Image point annotation entries
>> START
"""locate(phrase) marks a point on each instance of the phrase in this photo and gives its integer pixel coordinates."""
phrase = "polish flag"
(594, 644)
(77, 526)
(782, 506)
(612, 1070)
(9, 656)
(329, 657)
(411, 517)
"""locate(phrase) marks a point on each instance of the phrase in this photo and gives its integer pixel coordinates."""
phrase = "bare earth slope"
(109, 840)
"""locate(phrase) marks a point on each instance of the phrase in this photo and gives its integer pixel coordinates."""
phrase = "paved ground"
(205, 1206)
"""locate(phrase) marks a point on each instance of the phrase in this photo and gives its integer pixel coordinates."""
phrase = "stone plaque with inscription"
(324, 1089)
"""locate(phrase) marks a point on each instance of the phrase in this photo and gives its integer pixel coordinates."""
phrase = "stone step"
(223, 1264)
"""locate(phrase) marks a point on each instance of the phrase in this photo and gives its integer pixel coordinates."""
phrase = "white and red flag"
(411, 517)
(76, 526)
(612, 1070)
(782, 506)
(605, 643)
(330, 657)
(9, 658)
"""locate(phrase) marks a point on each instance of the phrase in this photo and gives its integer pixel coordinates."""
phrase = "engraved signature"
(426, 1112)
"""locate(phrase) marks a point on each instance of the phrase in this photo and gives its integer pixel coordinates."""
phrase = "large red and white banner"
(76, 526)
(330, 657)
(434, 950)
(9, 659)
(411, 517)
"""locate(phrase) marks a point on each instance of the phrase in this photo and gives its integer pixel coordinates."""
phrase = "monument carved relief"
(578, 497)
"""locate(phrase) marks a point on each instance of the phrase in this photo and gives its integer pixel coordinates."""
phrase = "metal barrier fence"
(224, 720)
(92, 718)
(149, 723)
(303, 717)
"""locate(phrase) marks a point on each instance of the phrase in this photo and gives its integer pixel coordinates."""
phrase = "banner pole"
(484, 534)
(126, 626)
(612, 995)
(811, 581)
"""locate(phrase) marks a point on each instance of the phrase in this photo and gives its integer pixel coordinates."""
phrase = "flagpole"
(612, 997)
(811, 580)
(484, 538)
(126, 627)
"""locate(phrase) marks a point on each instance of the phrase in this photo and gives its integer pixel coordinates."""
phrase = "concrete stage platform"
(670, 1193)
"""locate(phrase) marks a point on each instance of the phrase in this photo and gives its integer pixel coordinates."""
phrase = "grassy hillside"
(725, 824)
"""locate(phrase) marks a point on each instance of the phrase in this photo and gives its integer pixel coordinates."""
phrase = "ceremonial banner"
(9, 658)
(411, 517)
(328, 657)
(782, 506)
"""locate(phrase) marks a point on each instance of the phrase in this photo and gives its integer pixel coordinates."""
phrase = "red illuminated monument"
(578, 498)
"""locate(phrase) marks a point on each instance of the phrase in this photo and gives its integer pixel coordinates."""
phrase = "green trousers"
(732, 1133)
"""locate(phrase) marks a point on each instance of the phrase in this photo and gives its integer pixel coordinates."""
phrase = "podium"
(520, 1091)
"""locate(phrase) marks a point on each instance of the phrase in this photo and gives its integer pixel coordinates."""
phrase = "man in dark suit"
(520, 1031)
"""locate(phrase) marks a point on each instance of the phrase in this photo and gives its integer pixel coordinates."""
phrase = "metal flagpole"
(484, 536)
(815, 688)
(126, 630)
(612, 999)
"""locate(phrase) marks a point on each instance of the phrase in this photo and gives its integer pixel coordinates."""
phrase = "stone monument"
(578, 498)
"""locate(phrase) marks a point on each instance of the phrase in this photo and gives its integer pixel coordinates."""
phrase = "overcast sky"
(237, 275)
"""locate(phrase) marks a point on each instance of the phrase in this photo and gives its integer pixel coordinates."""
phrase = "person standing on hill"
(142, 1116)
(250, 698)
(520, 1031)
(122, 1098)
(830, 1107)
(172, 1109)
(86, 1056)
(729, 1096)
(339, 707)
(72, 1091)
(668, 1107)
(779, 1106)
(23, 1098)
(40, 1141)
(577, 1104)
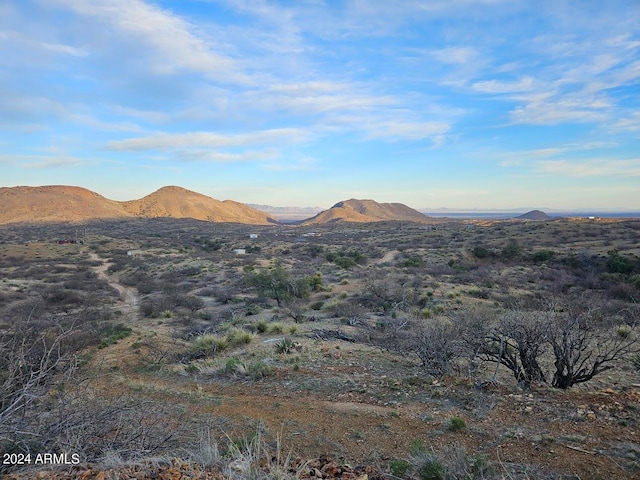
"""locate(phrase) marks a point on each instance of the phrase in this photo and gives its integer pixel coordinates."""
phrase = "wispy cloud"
(590, 168)
(177, 44)
(41, 161)
(162, 141)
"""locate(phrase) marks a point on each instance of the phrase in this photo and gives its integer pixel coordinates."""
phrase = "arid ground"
(369, 345)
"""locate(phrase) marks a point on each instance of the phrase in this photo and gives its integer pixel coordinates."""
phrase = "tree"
(30, 356)
(277, 283)
(583, 347)
(517, 342)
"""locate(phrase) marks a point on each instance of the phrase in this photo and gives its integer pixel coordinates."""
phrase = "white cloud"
(589, 168)
(162, 141)
(177, 44)
(525, 84)
(41, 161)
(36, 44)
(455, 55)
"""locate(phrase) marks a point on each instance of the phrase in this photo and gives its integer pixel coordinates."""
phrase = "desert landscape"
(182, 337)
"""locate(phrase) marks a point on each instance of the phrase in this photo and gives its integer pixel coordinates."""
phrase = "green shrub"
(542, 256)
(399, 467)
(481, 252)
(276, 328)
(208, 345)
(456, 424)
(284, 346)
(262, 326)
(113, 333)
(413, 261)
(236, 338)
(432, 469)
(258, 370)
(417, 447)
(616, 263)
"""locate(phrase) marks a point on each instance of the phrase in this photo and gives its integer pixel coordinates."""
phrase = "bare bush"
(437, 344)
(583, 347)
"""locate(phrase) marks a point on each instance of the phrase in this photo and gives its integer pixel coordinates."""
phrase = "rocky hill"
(178, 202)
(367, 211)
(60, 203)
(55, 203)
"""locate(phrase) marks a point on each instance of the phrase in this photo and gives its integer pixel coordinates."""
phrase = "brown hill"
(59, 203)
(55, 203)
(367, 211)
(178, 202)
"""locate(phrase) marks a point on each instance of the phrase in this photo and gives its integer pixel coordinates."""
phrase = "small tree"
(277, 283)
(517, 342)
(583, 347)
(437, 344)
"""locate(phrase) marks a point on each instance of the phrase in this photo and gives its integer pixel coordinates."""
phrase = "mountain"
(178, 202)
(288, 214)
(534, 215)
(367, 211)
(55, 203)
(60, 203)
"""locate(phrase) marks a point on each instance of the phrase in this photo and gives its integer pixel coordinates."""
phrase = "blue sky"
(441, 103)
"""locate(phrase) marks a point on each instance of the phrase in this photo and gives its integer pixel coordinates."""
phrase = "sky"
(483, 104)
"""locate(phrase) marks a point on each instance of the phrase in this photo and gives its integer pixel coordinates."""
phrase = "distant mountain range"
(59, 203)
(362, 211)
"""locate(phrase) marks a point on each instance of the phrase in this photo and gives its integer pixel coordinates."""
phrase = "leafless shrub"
(583, 347)
(437, 344)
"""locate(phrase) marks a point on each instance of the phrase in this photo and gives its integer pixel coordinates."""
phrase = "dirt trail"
(388, 256)
(127, 294)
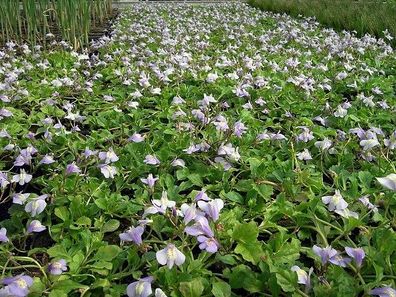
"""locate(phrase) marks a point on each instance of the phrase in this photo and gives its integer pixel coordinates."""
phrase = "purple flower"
(356, 254)
(324, 253)
(89, 153)
(18, 286)
(339, 260)
(141, 288)
(178, 162)
(107, 170)
(304, 278)
(151, 160)
(35, 226)
(3, 180)
(108, 157)
(159, 293)
(72, 168)
(22, 178)
(57, 267)
(3, 235)
(47, 159)
(306, 135)
(239, 129)
(201, 195)
(36, 205)
(383, 292)
(212, 208)
(133, 234)
(24, 158)
(170, 256)
(209, 244)
(136, 138)
(150, 180)
(200, 227)
(388, 181)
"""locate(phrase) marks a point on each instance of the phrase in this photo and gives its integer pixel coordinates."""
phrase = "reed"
(364, 16)
(31, 20)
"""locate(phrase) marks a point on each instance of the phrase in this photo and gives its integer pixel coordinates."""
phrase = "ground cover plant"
(363, 16)
(201, 150)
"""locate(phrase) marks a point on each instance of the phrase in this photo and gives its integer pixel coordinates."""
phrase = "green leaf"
(250, 251)
(196, 179)
(62, 213)
(194, 288)
(246, 232)
(83, 221)
(107, 253)
(233, 196)
(111, 226)
(221, 289)
(67, 285)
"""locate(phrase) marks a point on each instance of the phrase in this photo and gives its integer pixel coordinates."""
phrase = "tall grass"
(31, 20)
(364, 16)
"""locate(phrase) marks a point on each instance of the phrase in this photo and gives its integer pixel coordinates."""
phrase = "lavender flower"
(3, 235)
(239, 129)
(159, 293)
(36, 205)
(133, 234)
(304, 278)
(335, 202)
(324, 253)
(140, 288)
(18, 286)
(47, 159)
(383, 292)
(178, 162)
(305, 155)
(212, 208)
(388, 181)
(57, 267)
(3, 180)
(151, 160)
(150, 180)
(22, 178)
(72, 168)
(201, 195)
(35, 226)
(170, 256)
(357, 254)
(200, 227)
(107, 170)
(109, 156)
(340, 260)
(136, 138)
(306, 135)
(209, 244)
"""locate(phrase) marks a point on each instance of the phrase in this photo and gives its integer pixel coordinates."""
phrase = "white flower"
(108, 171)
(335, 202)
(170, 256)
(388, 181)
(305, 155)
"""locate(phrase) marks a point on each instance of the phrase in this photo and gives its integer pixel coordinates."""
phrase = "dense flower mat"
(208, 150)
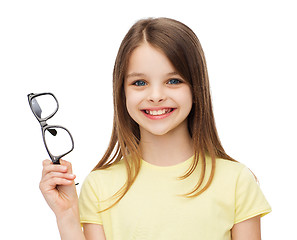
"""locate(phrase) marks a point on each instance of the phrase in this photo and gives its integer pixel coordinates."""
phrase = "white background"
(69, 47)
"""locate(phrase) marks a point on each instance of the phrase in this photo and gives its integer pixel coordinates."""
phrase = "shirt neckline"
(178, 165)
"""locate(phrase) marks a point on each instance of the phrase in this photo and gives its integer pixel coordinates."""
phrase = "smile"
(158, 114)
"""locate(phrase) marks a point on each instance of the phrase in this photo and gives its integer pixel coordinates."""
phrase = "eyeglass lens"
(58, 143)
(44, 105)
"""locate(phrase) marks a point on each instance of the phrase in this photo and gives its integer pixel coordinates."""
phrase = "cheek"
(186, 99)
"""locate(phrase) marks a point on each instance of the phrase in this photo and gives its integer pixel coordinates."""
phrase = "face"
(157, 97)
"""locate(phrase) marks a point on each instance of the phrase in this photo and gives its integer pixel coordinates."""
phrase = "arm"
(94, 231)
(247, 230)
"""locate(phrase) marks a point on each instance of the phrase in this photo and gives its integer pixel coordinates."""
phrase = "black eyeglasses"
(57, 140)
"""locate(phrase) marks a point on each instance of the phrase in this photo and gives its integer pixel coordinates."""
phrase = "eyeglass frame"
(45, 126)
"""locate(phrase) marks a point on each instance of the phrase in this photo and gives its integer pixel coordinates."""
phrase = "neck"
(169, 149)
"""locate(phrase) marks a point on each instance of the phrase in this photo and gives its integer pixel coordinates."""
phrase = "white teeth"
(156, 113)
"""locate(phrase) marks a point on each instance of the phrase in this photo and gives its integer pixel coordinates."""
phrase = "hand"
(58, 188)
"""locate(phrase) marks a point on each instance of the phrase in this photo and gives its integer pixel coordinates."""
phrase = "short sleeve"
(89, 202)
(249, 199)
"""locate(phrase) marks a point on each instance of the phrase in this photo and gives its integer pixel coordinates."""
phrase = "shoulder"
(233, 173)
(229, 167)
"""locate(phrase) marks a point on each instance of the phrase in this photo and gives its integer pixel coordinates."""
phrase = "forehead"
(149, 60)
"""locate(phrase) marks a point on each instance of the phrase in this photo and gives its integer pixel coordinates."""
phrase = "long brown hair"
(182, 47)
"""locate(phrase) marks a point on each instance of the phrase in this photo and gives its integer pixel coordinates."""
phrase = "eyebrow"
(135, 74)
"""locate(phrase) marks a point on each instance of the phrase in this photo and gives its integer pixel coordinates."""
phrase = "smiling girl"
(165, 174)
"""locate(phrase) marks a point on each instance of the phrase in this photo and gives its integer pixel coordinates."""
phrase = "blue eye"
(174, 81)
(139, 83)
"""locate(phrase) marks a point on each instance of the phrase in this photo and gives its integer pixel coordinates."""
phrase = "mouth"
(157, 114)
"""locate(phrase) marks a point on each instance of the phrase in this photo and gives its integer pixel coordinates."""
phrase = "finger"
(51, 183)
(67, 164)
(50, 167)
(68, 176)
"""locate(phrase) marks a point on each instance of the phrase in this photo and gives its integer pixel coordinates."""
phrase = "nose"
(156, 94)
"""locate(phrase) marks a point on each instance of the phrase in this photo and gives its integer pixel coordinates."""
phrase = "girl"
(165, 174)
>> END
**SHORT PROBLEM:**
Select every line above that contains the string "stone" and copy each one in full. Matching is case-sensitive.

**SOLUTION FOR THIS TASK:**
phrase = "stone plaque with inscription"
phrase = "stone step"
phrase = "stone monument"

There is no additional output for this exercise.